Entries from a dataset
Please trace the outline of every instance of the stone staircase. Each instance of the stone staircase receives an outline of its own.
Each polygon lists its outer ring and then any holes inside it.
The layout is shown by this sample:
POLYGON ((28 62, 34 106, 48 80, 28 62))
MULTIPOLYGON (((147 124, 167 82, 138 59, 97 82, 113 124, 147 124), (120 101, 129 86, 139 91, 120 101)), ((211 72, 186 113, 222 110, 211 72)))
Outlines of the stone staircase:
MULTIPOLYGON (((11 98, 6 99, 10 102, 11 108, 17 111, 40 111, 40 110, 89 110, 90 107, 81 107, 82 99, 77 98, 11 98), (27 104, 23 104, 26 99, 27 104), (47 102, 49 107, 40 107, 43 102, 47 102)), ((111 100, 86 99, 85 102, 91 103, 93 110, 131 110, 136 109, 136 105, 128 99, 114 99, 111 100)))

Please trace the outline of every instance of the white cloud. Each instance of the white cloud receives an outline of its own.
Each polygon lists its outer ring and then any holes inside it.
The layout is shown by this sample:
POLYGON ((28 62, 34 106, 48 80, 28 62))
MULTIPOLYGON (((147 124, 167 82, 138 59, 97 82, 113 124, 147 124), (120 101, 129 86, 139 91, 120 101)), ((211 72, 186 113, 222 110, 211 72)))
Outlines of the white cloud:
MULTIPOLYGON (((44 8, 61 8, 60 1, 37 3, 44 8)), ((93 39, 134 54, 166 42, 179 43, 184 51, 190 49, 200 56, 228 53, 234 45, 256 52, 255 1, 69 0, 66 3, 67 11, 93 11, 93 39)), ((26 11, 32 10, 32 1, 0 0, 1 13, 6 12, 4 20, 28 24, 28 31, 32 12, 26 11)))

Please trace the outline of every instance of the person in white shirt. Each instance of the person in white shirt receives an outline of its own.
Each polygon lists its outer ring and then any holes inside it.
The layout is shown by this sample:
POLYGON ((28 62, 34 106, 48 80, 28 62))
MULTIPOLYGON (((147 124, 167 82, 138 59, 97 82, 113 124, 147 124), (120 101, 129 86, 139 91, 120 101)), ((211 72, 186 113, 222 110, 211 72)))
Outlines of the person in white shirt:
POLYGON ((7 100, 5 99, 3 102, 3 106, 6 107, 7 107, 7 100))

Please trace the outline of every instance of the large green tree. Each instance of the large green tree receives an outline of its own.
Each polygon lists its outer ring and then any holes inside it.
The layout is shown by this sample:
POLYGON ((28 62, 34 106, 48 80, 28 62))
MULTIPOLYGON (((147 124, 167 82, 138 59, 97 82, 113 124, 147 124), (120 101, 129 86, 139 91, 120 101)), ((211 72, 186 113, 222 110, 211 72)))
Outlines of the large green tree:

**DIRECTIVE**: Rewrite the rows from the start of the rows through the line that contains "MULTIPOLYGON (((44 8, 61", inclusive, resizing them by multiplying every coordinate in the traced outlines by 0.3 and rounding to whole numbers, with halves rounded up. Reproduce all other lines, including the requests and their layout samples, without change.

**EXPECTED ANSWER**:
Please trace the outline of every instance of the stone staircase. Each instance of the stone staircase receives an outline of its own.
Each polygon lists its outer ring and then any holes inside it.
The layout is shown by this sample:
POLYGON ((28 62, 34 106, 48 80, 28 62))
MULTIPOLYGON (((147 124, 167 82, 138 59, 97 82, 113 124, 147 124), (120 101, 129 86, 139 91, 120 101)), ((211 72, 186 113, 222 110, 211 72)))
Outlines of the stone staircase:
MULTIPOLYGON (((3 29, 2 30, 3 31, 3 32, 5 33, 12 33, 12 33, 27 33, 27 32, 24 32, 25 30, 23 29, 3 29), (8 31, 7 31, 8 30, 8 31), (14 31, 15 32, 12 32, 13 31, 14 31)), ((33 30, 26 30, 26 31, 27 31, 28 33, 39 33, 41 33, 41 32, 38 30, 34 30, 33 30)))

Please trace the outline of every instance of the white cloud. Each instance of the white cloud receives an outline of its own.
Each polygon lists its outer ring and then any holes inside it.
The layout is shown by this sample:
POLYGON ((28 62, 34 106, 48 80, 28 62))
MULTIPOLYGON (((147 124, 167 82, 138 59, 97 82, 113 124, 147 124), (120 101, 129 86, 139 91, 120 101)), ((211 72, 186 113, 222 110, 211 72)))
Outlines of the white cloud:
MULTIPOLYGON (((13 2, 18 2, 18 0, 11 1, 13 2)), ((28 12, 40 16, 50 13, 54 13, 55 15, 57 15, 60 17, 68 16, 70 14, 77 16, 77 0, 21 0, 20 1, 20 3, 28 3, 28 12)), ((8 3, 10 3, 10 0, 0 0, 0 4, 2 4, 1 6, 8 7, 8 9, 10 4, 8 3)))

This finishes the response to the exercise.